Geciteerde passage →
· · · ·
Ten aanzien van het opnemen van contact met de advocaat dan wel de vertrouwenspersoon wordt overwogen dat niet valt na te gaan op welke momenten klager contact heeft willen zoeken en het hem niet mogelijk werd gemaakt. Te meer nu ter zitting is
aangegeven dat er geen aanleiding is geweest op enig moment klager het contact met advocaat of vertrouwenspersoon te onthouden.
Wel is ter zitting aangegeven dat er één situatie bekend is waarbij klager om zijn advocaat gevraagd heeft, hem ook werd toegestaan contact te leggen, maar dat de groepsleiding vergeten is verdere actie te ondernemen terwijl dit wel had gemoeten.
Het beroep wordt op dit punt in zoverre dan ook gegrond verklaard en klager zal de na te noemen tegemoetkoming worden toegekend.

Ten aanzien van het volgen van onderwijs wordt opgemerkt dat de school klager gelet op het incident niet terug wilde. De mogelijkheden voor individueel onderwijs zijn bekeken, maar niet haalbaar gebleken.
Het beroep zal ten aanzien dit onderdeel dan ook ongegrond worden verklaard.
· · · ·
Aangeleverde regels →
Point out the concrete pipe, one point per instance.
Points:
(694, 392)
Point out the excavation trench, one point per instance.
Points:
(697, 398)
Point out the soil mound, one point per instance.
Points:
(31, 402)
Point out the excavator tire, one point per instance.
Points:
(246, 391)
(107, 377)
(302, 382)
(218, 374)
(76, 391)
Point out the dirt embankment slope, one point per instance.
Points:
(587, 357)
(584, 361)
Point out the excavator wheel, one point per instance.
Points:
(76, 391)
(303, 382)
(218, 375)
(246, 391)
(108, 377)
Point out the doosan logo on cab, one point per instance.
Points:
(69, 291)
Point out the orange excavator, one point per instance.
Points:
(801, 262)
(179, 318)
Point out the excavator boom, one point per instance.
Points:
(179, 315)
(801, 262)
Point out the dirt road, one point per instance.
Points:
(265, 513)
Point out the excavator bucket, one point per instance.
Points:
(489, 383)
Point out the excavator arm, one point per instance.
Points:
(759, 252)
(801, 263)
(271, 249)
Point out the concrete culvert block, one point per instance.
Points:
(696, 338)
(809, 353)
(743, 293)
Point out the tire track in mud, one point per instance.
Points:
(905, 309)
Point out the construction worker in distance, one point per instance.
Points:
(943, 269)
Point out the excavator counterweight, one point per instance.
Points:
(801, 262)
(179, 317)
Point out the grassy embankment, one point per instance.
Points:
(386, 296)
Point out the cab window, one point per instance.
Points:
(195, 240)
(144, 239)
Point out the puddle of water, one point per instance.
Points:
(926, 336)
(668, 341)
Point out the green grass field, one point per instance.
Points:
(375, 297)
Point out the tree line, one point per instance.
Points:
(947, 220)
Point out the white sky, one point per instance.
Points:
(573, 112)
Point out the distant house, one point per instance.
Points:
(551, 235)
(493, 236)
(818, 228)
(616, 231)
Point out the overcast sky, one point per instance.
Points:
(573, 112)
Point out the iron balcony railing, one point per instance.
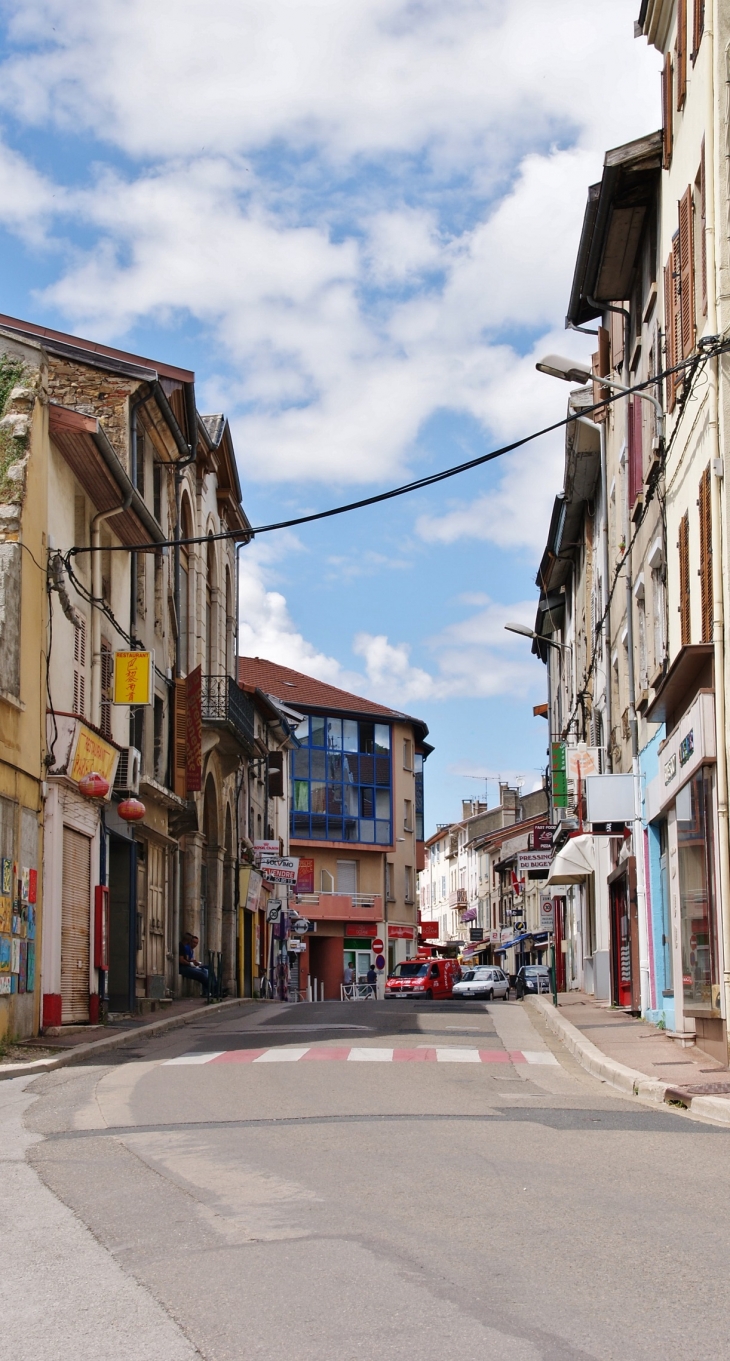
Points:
(226, 704)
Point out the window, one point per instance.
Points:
(706, 555)
(685, 622)
(341, 781)
(79, 668)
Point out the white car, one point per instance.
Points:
(482, 981)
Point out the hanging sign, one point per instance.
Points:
(134, 678)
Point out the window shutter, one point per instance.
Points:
(697, 27)
(180, 762)
(684, 580)
(703, 230)
(706, 555)
(666, 113)
(681, 53)
(687, 274)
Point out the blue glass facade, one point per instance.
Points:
(341, 781)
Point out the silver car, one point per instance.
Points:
(482, 981)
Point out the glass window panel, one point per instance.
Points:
(367, 738)
(367, 771)
(301, 764)
(349, 734)
(382, 771)
(382, 736)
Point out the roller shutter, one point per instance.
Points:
(75, 927)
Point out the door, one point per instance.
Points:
(75, 927)
(621, 952)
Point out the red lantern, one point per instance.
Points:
(94, 785)
(131, 810)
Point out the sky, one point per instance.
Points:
(357, 222)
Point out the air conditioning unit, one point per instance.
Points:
(128, 771)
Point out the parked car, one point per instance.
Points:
(422, 977)
(482, 981)
(533, 977)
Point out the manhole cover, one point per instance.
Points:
(708, 1089)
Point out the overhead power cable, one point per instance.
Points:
(718, 347)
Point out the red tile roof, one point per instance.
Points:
(307, 693)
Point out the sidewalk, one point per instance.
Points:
(636, 1056)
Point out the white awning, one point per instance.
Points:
(575, 862)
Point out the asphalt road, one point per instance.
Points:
(338, 1182)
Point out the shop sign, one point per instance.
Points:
(279, 868)
(134, 678)
(93, 753)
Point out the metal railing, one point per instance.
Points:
(224, 701)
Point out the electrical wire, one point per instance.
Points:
(721, 346)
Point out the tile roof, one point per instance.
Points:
(301, 692)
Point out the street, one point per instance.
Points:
(382, 1179)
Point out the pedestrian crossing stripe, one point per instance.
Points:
(365, 1054)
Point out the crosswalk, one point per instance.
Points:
(365, 1054)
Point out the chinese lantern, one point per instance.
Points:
(94, 785)
(131, 810)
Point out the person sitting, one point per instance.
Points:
(189, 966)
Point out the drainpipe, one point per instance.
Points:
(711, 142)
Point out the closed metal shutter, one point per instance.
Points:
(75, 927)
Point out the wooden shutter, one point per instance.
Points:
(706, 555)
(684, 580)
(681, 53)
(180, 738)
(687, 272)
(75, 927)
(697, 27)
(703, 229)
(636, 462)
(668, 110)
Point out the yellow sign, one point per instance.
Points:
(93, 754)
(134, 677)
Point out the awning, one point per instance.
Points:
(575, 862)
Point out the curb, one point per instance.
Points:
(619, 1075)
(113, 1041)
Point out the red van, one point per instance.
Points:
(422, 977)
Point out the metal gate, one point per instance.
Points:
(75, 927)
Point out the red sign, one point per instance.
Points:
(194, 732)
(305, 877)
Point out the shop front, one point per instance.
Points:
(681, 807)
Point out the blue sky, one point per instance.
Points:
(357, 221)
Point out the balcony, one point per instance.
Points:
(228, 708)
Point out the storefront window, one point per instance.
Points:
(695, 848)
· · · ·
Schriftelijke opdracht 1 →
Welke personen en instanties worden in de passage over het beroep van klager genoemd? Noem ze allemaal.
Schriftelijke opdracht 2 →
Kun je de alinea die begint met „Ten aanzien van het opnemen van contact” uit de passage over het beroep van klager beknopt als opsomming weergeven, zonder de hoofdfeiten weg te laten?
Schriftelijke opdracht 3 →
Schrijf de passage over het beroep van klager verder vanaf het punt waar die ophoudt.

Juist antwoord 1 →
- klager
- de advocaat
- de vertrouwenspersoon
- de groepsleiding
- de school

Juist antwoord 2 →
- Er valt niet na te gaan wanneer klager contact met zijn advocaat of vertrouwenspersoon wilde zoeken en dat niet mocht.
- Ter zitting is gezegd dat er nooit aanleiding was hem dat contact te onthouden.
- Eén geval is wel bekend: klager vroeg om zijn advocaat en kreeg toestemming, maar de groepsleiding vergat verdere actie te ondernemen, terwijl dat wel had gemoeten.
- Het beroep is op dit punt in zoverre gegrond en klager krijgt een tegemoetkoming.

Juist antwoord 3 →
4. De uitspraak
De beroepscommissie verklaart het beroep ten aanzien van de onderdelen 1 en 3 ongegrond en bevestigt de beslissing van de klachtencommissie in zoverre.

De beroepscommissie verklaart het beroep ten aanzien van onderdeel 2 deels gegrond, vernietigt in zoverre de uitspraak van de klachtencommissie en verklaart de klacht dienaangaande alsnog gegrond.

Zij bepaalt dat klager een tegemoetkoming toekomt ter hoogte van € 10,= ten behoeve van een in overleg met de instelling nader te bepalen besteding.

Deze uitspraak is gedaan door de beroepscommissie, bestaande uit mr. M.J.C. Koens, voorzitter, mr. E. Lucas en mr. drs. L.C. Mulder, bijgestaan door mr. I. Lispet, secretaris, op 27 maart 2014.